Aim of the exercise: Find every line in the listing below that contains the word "these", and copy each such line in full. Matching is case-sensitive.

— start of Exercise input —

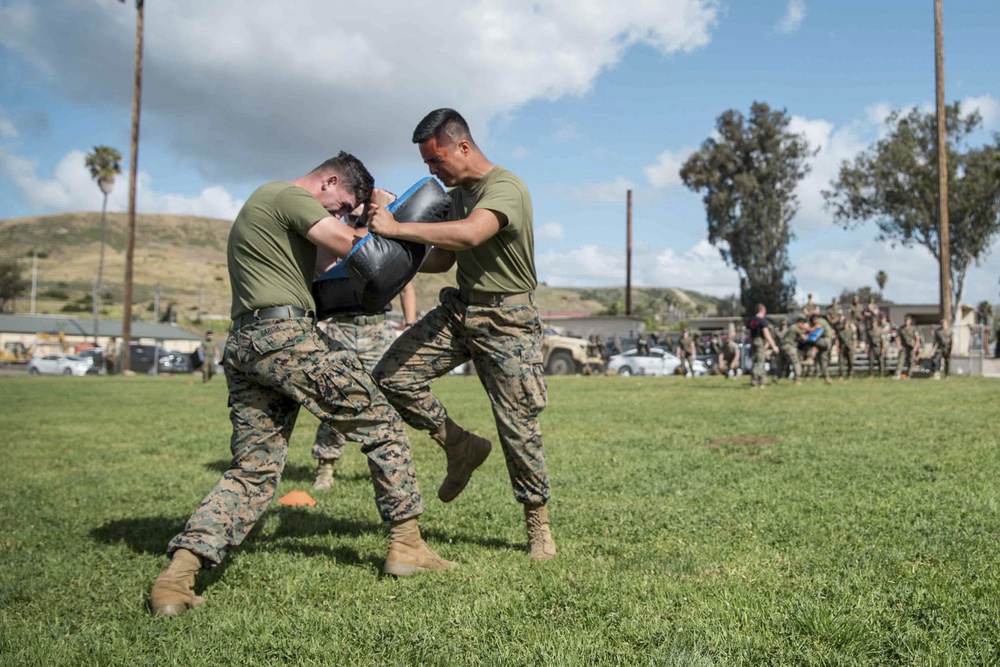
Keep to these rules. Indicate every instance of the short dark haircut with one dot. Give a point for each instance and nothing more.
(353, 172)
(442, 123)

— end of Exercise input —
— start of Exercise input —

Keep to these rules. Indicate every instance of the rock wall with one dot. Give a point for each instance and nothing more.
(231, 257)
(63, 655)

— end of Exercise input —

Solution to the problem:
Keep to these rules. Indicate every instance of the short dark haircut with one dot. Give a point for each instance and nothing more.
Keep to these rules. Indicate every instance of the rock wall with one dot. Give a point for each instance and nothing more.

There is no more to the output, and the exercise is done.